**CONSIGNE**
Recopiez le passage de l'extrait sur Michel Aglietta qui s'ouvre sur les mots contenant « Penser les régulations » et se ferme sur « précise et structurée. », en mettant « bienveillance » à la place de « générosité ».

**EXTRAIT CHOISI**
▼
Penser les régulations économiques et financières autrement
Michel Aglietta s’est éteint. Depuis près de vingt ans, nous avions la chance, à Xerfi Canal, de l’accueillir régulièrement. Il répondait toujours présent, avec générosité, exigence, rigueur — et parfois cette rugosité légendaire qui n’était jamais gratuite, mais au service d’une pensée précise et structurée.
Le capitalisme comme ordre historique instable
Il fut l’un des grands penseurs critiques de l’économie contemporaine. Co-fondateur, avec Robert Boyer, de l’École de la régulation, il a profondément renouvelé notre compréhension du capitalisme. Un capitalisme qu’il ne réduisait ni à un marché ni à un modèle optimal, mais qu’il analysait comme un ordre institutionnel toujours instable, traversé de crises, de compromis sociaux, d’évolutions historiques, dans le sillage de Fernand Braudel. À rebours de la pensée standard, il a réintroduit dans l’économie les conflits, les rapports de force et le temps long.
La monnaie, confiance et violence
Sa pensée sur la monnaie fut l’un de ses apports majeurs. Stimulé par René Girard, notamment de la théorie du bouc émissaire, elle a donné lieu à La violence de la monnaie, coécrit avec André Orléan. Il y montrait que la monnaie n’est pas un instrument neutre, mais un fait social total, fragile, car fondé sur la confiance collective. Quand cette confiance vacille, c’est la violence symbolique, voire réelle, qui surgit. Une analyse précieuse aujourd’hui, alors que les fondements géopolitiques de l’ordre monétaire et de la finance sont à nouveau ébranlés par les errements du Président américain.
▲
**DONNÉES FOURNIES**
▼
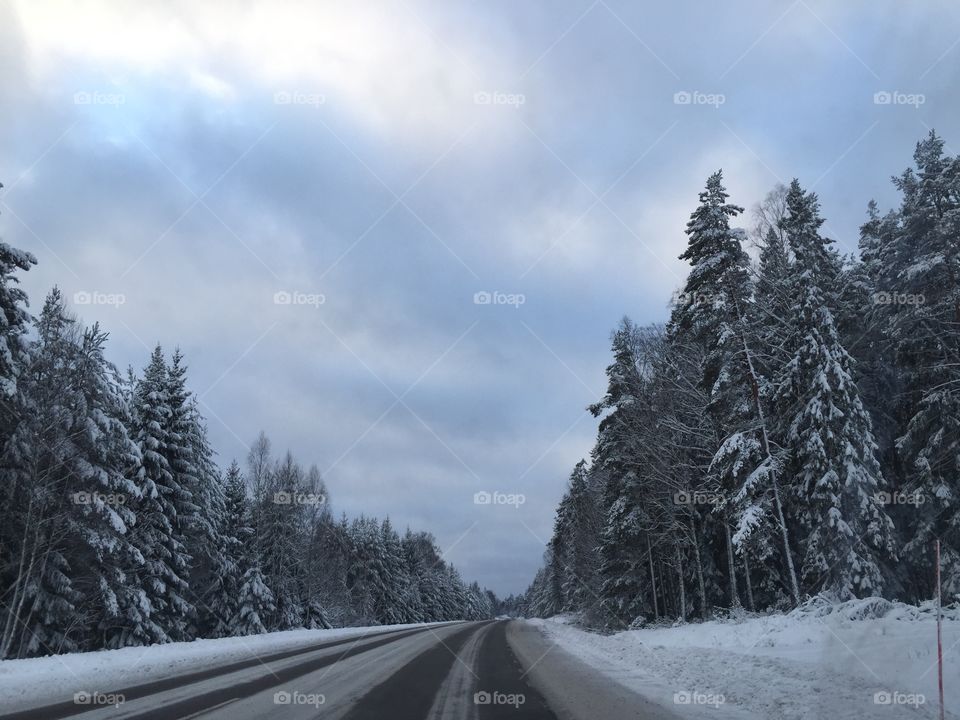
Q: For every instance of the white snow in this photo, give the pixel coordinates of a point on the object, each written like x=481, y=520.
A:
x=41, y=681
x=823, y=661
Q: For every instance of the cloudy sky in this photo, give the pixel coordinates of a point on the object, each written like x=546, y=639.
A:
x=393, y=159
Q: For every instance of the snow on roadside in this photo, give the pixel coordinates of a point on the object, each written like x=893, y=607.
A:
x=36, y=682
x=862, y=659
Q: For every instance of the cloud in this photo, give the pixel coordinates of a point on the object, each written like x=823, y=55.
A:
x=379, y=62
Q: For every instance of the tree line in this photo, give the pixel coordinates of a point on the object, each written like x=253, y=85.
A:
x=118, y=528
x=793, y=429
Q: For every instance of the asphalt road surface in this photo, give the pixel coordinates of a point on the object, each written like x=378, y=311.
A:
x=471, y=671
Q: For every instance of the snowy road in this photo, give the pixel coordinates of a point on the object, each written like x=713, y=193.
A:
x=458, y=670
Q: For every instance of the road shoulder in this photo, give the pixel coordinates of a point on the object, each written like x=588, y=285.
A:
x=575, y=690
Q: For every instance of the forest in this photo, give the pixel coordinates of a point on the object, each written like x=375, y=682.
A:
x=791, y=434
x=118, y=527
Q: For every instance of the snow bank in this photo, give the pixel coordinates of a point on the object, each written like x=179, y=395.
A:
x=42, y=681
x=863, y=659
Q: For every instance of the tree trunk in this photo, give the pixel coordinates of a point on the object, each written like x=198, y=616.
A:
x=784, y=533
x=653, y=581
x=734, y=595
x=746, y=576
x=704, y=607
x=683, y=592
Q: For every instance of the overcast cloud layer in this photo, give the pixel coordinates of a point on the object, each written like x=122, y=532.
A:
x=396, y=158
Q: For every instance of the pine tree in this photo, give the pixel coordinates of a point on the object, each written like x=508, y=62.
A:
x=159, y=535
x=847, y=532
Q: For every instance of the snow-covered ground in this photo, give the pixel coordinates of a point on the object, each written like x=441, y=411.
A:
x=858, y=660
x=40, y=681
▲
▼
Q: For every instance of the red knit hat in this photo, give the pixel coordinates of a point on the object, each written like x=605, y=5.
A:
▲
▼
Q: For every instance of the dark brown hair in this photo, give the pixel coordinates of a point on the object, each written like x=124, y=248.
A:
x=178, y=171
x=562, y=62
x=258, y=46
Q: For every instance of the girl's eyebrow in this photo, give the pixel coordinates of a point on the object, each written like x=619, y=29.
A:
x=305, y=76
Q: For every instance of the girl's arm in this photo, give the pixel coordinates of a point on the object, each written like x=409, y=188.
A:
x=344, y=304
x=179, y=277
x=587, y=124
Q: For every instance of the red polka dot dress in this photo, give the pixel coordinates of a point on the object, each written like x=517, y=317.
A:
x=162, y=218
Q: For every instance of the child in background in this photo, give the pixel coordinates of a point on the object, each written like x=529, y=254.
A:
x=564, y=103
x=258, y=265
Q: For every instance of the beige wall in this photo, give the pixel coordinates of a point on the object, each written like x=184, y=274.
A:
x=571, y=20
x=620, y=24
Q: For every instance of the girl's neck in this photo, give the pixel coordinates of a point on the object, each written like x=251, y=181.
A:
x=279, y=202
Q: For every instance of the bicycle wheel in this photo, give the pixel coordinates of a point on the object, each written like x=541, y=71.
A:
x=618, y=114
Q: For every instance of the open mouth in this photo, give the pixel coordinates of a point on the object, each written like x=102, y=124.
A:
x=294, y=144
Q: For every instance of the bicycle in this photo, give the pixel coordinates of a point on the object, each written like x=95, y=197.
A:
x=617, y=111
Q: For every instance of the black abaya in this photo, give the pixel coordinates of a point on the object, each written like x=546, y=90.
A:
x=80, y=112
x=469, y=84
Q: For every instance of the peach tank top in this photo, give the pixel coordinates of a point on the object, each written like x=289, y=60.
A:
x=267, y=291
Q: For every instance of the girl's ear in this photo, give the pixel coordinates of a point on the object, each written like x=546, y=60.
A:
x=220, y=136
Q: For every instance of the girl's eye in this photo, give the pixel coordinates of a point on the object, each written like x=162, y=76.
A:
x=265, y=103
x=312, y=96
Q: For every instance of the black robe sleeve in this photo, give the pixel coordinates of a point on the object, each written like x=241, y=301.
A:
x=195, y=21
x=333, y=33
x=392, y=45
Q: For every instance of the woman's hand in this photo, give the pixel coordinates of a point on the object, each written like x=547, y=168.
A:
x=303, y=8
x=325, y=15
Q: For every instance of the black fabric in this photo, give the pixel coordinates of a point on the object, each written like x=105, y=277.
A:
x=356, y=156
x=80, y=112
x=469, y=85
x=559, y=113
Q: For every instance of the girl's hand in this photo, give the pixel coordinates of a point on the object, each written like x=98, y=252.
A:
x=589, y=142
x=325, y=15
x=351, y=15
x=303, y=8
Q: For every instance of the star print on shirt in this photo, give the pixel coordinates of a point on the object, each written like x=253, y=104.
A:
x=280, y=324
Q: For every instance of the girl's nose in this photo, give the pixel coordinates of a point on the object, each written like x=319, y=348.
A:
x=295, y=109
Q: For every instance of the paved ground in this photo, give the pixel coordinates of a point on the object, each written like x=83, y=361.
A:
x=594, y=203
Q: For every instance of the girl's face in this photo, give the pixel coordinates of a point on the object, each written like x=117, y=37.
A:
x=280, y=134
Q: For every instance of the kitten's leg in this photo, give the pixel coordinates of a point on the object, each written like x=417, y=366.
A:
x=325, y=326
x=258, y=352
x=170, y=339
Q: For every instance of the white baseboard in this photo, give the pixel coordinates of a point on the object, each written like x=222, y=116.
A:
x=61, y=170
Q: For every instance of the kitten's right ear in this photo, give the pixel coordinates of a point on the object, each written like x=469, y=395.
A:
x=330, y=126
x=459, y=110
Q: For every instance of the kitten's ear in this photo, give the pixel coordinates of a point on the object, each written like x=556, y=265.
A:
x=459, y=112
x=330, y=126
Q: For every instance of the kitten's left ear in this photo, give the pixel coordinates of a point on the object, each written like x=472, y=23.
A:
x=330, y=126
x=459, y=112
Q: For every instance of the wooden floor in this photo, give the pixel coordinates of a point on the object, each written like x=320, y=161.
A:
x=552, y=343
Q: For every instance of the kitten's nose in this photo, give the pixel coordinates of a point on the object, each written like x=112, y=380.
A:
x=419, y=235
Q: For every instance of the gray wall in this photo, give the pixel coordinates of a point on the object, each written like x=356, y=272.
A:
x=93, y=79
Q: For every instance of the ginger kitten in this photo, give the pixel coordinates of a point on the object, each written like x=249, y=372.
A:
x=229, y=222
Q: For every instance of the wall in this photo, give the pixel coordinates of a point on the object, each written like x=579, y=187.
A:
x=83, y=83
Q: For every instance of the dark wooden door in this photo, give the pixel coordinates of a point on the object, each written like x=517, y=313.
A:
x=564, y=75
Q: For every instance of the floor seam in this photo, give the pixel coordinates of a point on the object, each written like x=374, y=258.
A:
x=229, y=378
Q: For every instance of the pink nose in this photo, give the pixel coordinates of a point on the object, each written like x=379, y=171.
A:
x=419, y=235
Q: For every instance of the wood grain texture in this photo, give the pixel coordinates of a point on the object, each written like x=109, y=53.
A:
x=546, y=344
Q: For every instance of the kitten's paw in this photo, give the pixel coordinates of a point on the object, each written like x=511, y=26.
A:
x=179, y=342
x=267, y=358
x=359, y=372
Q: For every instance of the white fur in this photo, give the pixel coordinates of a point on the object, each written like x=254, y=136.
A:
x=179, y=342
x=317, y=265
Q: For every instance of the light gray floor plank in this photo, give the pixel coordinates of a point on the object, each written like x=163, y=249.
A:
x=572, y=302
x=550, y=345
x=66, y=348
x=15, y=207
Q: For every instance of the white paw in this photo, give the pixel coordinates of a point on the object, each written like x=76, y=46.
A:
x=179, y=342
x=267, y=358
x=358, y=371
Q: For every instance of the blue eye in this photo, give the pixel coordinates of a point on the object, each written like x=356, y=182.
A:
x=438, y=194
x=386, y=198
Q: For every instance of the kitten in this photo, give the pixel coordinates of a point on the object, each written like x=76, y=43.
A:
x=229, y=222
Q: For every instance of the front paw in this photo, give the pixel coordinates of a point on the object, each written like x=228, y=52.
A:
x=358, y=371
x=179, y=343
▲
**RÉPONSE**
Penser les régulations économiques et financières autrement
Michel Aglietta s’est éteint. Depuis près de vingt ans, nous avions la chance, à Xerfi Canal, de l’accueillir régulièrement. Il répondait toujours présent, avec bienveillance, exigence, rigueur — et parfois cette rugosité légendaire qui n’était jamais gratuite, mais au service d’une pensée précise et structurée.